▶ **REQUIREMENT**: Reproduce word for word the part of the debate passage below that opens with the words containing "The Government do" and closes with "likewise subject to the supplementary charge.".

▶ **SOURCE PASSAGE**:
I am sure the Minister can confirm whether this is the case, but as I understand it, it remains the Government’s view that under the existing law the scope of the supplementary charge matches the scope of the ring-fence corporation tax. However, the Government are aware that some people in the industry take a different view, believing that chargeable gains fall outside the scope of the supplementary charge. For that reason, as I understand it, this technical clause clarifies the scope of the supplementary charge by ensuring that it matches that on the ring-fence corporation tax, in accordance with the Government’s intention when the legislation was first enacted in 2002.
Miss Smith: Again, I shall be brief. [ Interruption. ] May I pay tribute to the cheerleaders? Clearly, they are cheerleaders not for the Finance Bill but for England tonight in our match against Ukraine.
Miss Smith: Returning to the scintillating matters before us in the Finance Bill, as the hon. Member for Kilmarnock and Loudoun noted, the clause confirms that the scope of the supplementary charge matches the scope of the ring-fence corporation tax. Both taxes apply to the profits from upstream oil and gas production. The clause complements clause 181, which we have just discussed, on the clarification of revenue. Before I set out the changes made by the clause, I shall put in a little background, some of which the hon. Lady pre-empted, so I thank her for that.
When the supplementary charge was introduced in 2002, it was the intention that a company’s adjusted ring-fence profits, on which SC is chargeable, should include all the profits that could arise from ring-fence activities. In other words, the intention was that the scope of the SC should match that of the RFCT. That includes chargeable gains, which can arise on the disposal of an interest in an oil licence.
The Government’s firm view is that the law as currently worded achieves the intention of matching the scope of the two taxes, but the Government are aware that some in the industry consider that the matter is not free from doubt. There are those who consider that chargeable gains fall outside the scope of the supplementary charge. The clause therefore confirms that the scope of the supplementary charge matches that of ring-fence corporation tax, providing certainty on the point. It will not change the treatment of any company operating in the oil and gas industry, but it confirms the current position by way of a simple clarification.
The Government do not accept the suggestion made by some in the industry that the measure amounts to a change in the law, and nor do we accept the argument of a small number of companies that the clarification should not apply to chargeable gains that were held over before 6 December and will crystallise after that date. The Government’s view is that all ring-fence chargeable gains that arose or crystallised before 6 December were subject to the supplementary charge. The clause also confirms what would also have been the position under the law as it is currently worded: that gains arising or crystallising on or after 6 December are likewise subject to the supplementary charge.

▶ **RECORDS SUPPLIED**:

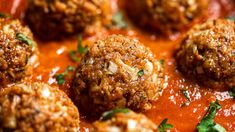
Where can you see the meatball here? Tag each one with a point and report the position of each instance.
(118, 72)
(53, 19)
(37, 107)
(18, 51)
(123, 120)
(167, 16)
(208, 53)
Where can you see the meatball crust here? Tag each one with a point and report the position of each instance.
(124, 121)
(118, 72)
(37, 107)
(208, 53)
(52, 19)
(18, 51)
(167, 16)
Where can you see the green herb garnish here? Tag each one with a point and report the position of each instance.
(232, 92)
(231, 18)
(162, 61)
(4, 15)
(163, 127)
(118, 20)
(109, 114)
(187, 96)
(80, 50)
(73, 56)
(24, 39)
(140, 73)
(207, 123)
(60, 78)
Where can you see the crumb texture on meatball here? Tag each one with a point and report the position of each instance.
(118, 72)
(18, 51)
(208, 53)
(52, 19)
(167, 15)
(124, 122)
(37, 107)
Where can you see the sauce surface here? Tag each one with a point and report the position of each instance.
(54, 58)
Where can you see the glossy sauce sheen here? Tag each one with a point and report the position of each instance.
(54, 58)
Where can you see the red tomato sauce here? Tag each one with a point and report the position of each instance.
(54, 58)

...

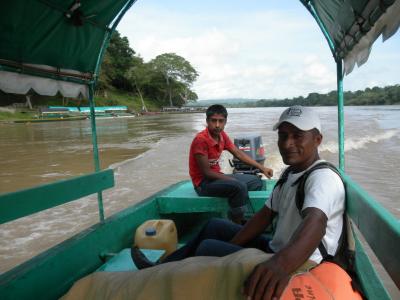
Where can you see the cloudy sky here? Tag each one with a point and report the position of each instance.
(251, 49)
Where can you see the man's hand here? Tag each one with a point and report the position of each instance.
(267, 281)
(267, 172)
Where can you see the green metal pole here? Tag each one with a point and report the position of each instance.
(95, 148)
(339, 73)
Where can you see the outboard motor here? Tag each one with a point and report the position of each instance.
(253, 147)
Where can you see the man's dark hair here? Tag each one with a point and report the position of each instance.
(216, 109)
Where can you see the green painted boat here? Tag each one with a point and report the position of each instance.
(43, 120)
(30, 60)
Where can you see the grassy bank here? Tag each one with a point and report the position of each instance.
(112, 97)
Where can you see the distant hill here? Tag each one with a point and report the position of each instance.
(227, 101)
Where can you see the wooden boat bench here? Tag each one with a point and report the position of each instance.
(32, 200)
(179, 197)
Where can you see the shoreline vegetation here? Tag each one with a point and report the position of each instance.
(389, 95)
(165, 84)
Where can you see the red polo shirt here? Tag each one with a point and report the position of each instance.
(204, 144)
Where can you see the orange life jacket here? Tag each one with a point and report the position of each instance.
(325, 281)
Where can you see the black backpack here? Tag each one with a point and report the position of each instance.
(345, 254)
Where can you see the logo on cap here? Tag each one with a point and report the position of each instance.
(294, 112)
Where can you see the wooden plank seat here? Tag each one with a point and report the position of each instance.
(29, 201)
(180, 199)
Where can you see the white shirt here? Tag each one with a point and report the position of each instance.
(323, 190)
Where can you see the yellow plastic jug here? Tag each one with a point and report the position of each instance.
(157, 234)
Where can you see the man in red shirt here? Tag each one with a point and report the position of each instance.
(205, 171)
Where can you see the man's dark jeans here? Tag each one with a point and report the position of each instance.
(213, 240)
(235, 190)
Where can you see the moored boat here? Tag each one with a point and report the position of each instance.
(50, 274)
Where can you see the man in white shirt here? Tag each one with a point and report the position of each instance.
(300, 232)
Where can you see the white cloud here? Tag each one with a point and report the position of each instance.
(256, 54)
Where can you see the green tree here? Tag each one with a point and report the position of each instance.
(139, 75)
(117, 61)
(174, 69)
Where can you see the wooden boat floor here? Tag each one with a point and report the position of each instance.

▶ **ANSWER TO THE TASK**:
The Government do not accept the suggestion made by some in the industry that the measure amounts to a change in the law, and nor do we accept the argument of a small number of companies that the clarification should not apply to chargeable gains that were held over before 6 December and will crystallise after that date. The Government’s view is that all ring-fence chargeable gains that arose or crystallised before 6 December were subject to the supplementary charge. The clause also confirms what would also have been the position under the law as it is currently worded: that gains arising or crystallising on or after 6 December are likewise subject to the supplementary charge.